### [Problem details]
What you give back should be exactly the opening lines of the data, ending with the line that contains "--target woman's long" and including it.

(Stored data)

****

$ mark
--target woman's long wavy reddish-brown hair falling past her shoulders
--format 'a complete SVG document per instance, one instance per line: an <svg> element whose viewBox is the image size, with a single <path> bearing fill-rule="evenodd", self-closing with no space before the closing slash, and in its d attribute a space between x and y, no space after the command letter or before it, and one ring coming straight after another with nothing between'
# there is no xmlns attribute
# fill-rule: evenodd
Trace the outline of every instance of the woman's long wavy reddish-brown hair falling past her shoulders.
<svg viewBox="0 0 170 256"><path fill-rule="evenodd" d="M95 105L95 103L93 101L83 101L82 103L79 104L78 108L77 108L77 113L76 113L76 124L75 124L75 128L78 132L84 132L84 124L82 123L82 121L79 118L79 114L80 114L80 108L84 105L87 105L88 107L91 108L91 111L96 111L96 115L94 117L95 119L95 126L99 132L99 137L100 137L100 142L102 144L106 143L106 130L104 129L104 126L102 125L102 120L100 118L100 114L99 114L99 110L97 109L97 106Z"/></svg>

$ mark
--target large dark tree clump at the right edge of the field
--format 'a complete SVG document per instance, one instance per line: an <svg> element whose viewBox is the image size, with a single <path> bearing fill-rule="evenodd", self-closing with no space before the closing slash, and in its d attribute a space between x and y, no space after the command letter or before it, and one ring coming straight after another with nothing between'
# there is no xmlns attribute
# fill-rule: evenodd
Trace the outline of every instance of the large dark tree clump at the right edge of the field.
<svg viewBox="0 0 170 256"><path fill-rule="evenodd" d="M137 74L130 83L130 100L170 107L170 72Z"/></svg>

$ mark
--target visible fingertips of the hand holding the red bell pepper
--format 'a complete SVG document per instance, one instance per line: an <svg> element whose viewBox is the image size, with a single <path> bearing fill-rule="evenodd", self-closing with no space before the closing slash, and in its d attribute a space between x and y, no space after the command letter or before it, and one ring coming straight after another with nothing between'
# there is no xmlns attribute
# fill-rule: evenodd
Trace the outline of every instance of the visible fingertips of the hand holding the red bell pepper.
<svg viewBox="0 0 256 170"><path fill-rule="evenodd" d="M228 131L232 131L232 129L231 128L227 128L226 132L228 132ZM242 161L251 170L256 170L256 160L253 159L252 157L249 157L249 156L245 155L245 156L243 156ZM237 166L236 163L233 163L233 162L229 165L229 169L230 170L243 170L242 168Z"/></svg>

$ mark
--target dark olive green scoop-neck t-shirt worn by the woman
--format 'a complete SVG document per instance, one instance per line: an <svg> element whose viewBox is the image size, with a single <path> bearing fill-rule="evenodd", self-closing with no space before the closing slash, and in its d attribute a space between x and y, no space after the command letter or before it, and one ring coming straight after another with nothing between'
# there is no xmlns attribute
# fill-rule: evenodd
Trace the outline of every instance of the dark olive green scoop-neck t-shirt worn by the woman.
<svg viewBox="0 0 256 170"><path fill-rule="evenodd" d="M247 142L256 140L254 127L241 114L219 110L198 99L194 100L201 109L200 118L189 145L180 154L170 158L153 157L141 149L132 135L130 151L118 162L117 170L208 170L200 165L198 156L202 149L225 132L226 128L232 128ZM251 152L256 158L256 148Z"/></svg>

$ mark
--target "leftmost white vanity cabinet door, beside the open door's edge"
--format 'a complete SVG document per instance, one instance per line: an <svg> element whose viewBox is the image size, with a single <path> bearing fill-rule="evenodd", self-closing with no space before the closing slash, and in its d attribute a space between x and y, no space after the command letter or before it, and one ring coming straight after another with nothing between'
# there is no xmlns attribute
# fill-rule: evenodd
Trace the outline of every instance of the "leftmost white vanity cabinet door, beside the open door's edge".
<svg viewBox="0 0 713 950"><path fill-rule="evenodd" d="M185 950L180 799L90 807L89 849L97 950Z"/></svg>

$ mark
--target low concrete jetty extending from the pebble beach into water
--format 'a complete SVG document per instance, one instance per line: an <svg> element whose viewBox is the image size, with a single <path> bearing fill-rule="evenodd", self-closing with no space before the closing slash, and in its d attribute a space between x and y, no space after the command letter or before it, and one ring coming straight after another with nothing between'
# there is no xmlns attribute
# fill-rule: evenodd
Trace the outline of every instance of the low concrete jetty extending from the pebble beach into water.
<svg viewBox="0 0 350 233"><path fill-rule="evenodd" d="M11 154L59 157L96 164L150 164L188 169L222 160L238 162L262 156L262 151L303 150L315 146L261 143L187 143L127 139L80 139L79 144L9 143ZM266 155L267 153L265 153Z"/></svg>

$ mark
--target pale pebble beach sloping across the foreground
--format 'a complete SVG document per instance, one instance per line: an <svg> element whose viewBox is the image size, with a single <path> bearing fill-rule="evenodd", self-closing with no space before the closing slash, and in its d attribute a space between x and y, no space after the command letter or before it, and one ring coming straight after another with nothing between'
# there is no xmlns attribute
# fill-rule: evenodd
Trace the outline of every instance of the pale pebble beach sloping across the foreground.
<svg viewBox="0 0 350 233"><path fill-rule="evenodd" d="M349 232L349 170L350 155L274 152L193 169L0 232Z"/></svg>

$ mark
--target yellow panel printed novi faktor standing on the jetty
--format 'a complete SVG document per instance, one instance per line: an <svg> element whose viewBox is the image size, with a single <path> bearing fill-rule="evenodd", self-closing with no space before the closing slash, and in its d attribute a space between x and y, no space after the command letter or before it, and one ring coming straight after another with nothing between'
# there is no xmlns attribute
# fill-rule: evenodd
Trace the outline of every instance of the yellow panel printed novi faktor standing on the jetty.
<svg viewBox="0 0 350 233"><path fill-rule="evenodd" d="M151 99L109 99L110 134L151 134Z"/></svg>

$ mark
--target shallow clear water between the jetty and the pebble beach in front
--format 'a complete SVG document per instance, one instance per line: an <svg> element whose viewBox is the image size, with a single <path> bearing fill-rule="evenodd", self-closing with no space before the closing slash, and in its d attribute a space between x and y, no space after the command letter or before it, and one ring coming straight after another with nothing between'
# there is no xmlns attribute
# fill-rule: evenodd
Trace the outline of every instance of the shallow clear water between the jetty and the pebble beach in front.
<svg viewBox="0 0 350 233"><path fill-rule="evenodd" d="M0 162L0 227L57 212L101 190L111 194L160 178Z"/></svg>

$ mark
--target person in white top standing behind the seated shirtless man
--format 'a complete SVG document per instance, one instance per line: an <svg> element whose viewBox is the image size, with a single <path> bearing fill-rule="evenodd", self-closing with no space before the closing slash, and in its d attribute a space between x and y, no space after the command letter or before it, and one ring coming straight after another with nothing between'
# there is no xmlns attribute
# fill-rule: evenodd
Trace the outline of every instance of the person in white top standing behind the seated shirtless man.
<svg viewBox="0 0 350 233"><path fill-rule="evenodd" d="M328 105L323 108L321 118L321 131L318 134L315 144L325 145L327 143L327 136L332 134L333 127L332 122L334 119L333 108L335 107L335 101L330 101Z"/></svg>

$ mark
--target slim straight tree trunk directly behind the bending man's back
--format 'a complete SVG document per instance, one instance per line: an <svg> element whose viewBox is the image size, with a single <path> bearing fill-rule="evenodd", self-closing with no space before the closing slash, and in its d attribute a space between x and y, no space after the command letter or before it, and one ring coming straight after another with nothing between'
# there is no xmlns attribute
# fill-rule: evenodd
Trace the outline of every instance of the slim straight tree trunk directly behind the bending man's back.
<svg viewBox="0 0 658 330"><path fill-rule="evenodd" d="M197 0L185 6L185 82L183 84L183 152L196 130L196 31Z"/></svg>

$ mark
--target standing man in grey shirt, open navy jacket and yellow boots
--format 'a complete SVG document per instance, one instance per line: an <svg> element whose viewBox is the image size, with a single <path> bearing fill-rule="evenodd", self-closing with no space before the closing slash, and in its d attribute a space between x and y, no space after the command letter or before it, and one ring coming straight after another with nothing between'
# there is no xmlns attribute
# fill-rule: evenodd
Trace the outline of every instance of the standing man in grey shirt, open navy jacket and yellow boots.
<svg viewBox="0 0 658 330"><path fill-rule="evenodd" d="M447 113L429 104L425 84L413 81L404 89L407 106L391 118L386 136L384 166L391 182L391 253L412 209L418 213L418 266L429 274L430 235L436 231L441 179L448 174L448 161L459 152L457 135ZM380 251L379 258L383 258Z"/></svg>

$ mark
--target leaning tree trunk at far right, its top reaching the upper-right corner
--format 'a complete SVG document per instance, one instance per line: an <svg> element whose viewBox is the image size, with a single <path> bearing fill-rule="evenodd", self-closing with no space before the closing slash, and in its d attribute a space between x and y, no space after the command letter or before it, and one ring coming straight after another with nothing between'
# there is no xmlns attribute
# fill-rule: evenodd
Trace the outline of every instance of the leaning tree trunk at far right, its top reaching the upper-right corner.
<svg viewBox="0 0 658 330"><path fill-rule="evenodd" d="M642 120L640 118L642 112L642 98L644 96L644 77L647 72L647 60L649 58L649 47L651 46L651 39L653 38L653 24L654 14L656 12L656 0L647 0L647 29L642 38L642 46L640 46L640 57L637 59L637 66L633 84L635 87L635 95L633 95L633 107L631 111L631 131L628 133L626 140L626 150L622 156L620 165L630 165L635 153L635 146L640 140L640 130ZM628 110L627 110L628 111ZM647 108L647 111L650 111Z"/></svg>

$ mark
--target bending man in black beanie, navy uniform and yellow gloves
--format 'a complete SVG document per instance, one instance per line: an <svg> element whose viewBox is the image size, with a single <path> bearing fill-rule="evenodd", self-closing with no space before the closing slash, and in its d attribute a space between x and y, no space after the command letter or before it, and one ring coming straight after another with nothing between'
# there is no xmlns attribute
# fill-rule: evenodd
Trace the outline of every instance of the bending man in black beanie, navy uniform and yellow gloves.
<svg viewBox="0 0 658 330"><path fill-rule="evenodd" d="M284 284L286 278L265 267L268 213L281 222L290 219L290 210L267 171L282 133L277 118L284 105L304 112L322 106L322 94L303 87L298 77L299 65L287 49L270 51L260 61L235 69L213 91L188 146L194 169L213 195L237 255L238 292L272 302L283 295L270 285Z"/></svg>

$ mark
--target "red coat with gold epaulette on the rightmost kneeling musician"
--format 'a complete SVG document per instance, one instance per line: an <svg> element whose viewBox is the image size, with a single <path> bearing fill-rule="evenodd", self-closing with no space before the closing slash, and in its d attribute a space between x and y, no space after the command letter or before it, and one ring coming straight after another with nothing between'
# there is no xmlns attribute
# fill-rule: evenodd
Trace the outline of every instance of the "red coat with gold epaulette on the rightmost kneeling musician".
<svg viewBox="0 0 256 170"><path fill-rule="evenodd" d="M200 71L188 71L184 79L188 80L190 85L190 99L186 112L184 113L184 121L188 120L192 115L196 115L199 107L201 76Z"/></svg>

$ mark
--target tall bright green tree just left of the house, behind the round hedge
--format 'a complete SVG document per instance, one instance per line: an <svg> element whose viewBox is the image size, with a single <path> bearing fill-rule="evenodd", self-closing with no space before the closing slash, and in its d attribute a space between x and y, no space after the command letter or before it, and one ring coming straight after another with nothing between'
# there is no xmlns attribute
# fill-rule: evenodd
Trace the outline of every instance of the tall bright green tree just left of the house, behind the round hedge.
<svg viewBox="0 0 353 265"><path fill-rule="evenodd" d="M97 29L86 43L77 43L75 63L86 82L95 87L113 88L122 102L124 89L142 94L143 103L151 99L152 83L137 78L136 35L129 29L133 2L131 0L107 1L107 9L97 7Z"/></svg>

****

### [Solution below]
$ mark
--target woman's long wavy reddish-brown hair falling past her shoulders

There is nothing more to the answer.